------ Extracted entries

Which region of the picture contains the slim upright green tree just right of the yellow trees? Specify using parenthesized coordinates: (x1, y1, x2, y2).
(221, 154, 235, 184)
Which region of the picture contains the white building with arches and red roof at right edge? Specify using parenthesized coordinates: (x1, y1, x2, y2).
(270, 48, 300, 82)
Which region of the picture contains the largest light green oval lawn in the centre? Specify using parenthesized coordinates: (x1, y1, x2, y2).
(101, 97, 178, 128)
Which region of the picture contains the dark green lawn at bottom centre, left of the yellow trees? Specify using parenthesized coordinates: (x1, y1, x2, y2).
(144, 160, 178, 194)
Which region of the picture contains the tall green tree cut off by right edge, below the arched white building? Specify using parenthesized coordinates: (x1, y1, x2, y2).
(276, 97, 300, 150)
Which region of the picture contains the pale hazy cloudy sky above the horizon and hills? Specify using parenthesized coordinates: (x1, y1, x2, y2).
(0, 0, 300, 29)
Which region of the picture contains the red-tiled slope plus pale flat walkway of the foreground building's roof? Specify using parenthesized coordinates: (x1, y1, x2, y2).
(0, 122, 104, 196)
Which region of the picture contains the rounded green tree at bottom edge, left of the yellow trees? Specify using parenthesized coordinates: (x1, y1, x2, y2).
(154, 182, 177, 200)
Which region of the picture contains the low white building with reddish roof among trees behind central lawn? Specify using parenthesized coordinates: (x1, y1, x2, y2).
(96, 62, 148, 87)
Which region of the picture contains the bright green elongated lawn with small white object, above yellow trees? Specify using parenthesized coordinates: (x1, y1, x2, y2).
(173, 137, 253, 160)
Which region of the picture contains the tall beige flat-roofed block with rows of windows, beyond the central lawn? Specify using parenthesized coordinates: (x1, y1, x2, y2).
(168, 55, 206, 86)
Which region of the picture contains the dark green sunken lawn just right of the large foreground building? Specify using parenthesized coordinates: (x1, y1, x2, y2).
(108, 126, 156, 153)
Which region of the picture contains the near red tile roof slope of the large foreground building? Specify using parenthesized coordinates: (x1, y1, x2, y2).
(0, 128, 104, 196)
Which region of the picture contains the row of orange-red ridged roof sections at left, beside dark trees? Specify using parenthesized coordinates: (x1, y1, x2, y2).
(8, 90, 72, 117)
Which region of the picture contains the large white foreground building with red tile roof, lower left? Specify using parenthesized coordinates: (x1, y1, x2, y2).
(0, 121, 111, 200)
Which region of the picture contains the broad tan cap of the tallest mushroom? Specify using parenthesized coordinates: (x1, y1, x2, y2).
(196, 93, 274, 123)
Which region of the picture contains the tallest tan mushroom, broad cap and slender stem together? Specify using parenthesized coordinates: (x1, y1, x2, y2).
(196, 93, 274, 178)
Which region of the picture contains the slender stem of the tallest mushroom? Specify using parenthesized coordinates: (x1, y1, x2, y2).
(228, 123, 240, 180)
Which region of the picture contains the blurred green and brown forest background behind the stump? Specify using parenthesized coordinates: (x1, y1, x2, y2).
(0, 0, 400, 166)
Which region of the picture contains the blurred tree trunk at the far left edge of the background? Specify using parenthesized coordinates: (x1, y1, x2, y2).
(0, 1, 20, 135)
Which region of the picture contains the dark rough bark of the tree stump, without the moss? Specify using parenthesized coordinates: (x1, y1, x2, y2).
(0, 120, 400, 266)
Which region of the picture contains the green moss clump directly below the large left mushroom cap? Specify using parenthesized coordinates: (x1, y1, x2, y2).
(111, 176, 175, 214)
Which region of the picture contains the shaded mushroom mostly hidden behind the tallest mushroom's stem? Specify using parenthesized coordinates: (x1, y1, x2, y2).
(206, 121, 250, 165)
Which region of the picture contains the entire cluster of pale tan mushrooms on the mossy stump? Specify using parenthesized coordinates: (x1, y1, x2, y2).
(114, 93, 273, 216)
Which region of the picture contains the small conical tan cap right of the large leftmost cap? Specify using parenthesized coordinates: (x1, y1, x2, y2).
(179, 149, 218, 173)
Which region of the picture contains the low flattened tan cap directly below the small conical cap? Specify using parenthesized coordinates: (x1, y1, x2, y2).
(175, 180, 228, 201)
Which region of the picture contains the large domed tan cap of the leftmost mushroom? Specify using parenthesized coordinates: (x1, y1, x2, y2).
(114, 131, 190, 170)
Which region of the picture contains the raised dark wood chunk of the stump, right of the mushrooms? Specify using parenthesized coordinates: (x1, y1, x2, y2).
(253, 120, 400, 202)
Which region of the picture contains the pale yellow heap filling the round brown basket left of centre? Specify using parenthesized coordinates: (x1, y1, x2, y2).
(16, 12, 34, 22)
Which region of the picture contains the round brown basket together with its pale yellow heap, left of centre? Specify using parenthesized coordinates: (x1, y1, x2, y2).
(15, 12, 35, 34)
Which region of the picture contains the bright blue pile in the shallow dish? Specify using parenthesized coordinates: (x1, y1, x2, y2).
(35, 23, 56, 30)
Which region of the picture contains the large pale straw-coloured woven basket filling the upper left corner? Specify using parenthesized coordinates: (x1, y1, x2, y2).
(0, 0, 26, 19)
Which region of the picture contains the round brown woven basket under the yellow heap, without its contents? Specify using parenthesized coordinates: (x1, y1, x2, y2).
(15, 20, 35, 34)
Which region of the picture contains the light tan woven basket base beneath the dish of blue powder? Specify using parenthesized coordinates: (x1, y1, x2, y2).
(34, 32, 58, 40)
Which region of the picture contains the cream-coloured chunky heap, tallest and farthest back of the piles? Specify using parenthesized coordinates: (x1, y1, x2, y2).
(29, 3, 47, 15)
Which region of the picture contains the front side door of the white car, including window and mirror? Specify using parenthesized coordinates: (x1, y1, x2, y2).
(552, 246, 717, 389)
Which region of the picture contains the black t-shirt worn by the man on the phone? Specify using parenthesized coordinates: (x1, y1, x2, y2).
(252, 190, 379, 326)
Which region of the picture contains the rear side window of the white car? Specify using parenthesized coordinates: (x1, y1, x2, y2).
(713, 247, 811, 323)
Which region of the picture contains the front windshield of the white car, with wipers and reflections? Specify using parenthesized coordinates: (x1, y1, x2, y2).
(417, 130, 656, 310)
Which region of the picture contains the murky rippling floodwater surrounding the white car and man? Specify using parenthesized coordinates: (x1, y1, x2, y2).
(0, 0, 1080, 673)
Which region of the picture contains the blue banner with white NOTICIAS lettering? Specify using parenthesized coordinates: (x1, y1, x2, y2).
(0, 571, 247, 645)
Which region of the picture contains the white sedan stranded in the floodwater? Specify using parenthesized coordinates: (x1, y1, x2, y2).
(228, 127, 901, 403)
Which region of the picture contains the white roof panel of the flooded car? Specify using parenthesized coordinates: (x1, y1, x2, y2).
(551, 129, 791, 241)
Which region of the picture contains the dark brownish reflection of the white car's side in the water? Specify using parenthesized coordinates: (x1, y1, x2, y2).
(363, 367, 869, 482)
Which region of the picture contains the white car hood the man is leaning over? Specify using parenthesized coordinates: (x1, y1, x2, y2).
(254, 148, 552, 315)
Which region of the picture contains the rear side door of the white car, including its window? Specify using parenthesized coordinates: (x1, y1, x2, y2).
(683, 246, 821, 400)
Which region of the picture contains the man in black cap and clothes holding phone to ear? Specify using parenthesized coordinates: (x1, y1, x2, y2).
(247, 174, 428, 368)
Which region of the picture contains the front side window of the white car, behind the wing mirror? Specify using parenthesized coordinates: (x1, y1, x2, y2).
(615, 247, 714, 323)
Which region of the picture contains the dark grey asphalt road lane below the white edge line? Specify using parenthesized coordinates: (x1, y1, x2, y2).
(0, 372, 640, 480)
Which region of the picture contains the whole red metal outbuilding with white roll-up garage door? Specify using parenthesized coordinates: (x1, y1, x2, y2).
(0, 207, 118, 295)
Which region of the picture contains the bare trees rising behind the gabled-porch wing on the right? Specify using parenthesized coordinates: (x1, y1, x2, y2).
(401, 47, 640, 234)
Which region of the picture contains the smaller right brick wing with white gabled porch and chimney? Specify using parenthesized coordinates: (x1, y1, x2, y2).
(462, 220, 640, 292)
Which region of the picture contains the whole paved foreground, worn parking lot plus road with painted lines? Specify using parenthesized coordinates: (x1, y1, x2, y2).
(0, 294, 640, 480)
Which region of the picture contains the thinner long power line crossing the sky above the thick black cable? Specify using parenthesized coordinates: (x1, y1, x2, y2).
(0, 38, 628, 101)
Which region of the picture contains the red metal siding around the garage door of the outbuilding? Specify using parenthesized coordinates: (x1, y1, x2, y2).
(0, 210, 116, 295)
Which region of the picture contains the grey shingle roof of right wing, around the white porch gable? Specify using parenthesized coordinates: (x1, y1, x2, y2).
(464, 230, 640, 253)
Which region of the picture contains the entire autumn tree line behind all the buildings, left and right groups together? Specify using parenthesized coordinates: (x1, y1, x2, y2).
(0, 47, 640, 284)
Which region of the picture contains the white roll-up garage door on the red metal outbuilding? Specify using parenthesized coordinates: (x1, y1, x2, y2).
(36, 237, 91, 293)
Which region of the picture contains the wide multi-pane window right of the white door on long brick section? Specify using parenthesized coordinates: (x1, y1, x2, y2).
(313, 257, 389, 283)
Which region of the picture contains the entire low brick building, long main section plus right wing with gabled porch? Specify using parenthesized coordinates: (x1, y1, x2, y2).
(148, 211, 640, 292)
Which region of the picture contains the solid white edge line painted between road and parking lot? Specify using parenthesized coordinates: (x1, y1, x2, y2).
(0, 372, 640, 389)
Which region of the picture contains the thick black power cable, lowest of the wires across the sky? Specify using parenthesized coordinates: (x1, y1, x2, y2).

------------

Work to complete: Only the lines from the one holding "Which region of the picture contains the white roll-up" through the end of the records should appear in the answer, each repeated exactly.

Answer for this exercise:
Which region of the picture contains the white roll-up garage door on the red metal outbuilding? Specify using parenthesized coordinates: (x1, y1, x2, y2).
(36, 237, 91, 293)
Which region of the picture contains the wide multi-pane window right of the white door on long brick section? Specify using parenthesized coordinates: (x1, y1, x2, y2).
(313, 257, 389, 283)
Which region of the picture contains the entire low brick building, long main section plus right wing with gabled porch? Specify using parenthesized coordinates: (x1, y1, x2, y2).
(148, 211, 640, 292)
Which region of the picture contains the solid white edge line painted between road and parking lot? Specify using parenthesized coordinates: (x1, y1, x2, y2).
(0, 372, 640, 389)
Which region of the picture contains the thick black power cable, lowest of the wires across the sky? Specify using parenthesized coordinates: (x1, y1, x2, y2).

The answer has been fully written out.